= GIVEN EXERCISE =
Update the data from the line that has "target: red flip-flop" through the end, changing "vertices" to "points" and keeping everything else the same. Give back only those lines.

= RAW DATA =

** Begin **

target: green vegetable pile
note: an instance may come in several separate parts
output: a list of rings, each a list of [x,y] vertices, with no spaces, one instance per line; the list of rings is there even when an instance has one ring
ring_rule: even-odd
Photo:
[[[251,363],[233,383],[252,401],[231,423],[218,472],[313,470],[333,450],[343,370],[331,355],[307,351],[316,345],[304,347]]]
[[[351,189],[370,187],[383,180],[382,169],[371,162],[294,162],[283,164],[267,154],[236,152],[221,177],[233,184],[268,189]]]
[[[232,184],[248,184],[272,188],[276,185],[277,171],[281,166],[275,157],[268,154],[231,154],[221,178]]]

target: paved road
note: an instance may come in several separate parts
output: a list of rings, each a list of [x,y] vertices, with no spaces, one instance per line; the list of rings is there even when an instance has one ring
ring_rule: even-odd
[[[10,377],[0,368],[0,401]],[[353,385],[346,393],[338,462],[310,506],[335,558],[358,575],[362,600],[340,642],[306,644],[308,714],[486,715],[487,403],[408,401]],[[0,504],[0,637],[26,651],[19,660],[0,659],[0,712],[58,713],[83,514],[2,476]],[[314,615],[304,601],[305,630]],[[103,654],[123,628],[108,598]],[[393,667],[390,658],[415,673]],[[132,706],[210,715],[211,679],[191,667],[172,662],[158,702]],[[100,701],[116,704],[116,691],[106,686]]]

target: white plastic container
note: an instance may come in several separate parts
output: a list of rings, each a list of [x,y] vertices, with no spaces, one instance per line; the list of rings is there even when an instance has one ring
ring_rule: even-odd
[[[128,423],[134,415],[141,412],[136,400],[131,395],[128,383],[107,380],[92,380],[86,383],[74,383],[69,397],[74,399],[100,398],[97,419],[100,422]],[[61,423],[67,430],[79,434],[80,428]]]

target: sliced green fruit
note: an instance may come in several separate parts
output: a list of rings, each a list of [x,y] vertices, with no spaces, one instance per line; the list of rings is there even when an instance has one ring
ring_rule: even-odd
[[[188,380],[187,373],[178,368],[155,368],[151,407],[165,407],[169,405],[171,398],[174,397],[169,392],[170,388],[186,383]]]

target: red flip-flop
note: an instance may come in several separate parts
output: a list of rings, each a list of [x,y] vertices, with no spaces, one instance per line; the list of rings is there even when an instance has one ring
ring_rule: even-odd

** End **

= EXERCISE RESULT =
target: red flip-flop
note: an instance may come in several separate parts
output: a list of rings, each a list of [x,y] points, with no spaces, one instance per line; the list of rings is there even when an instance has one ring
ring_rule: even-odd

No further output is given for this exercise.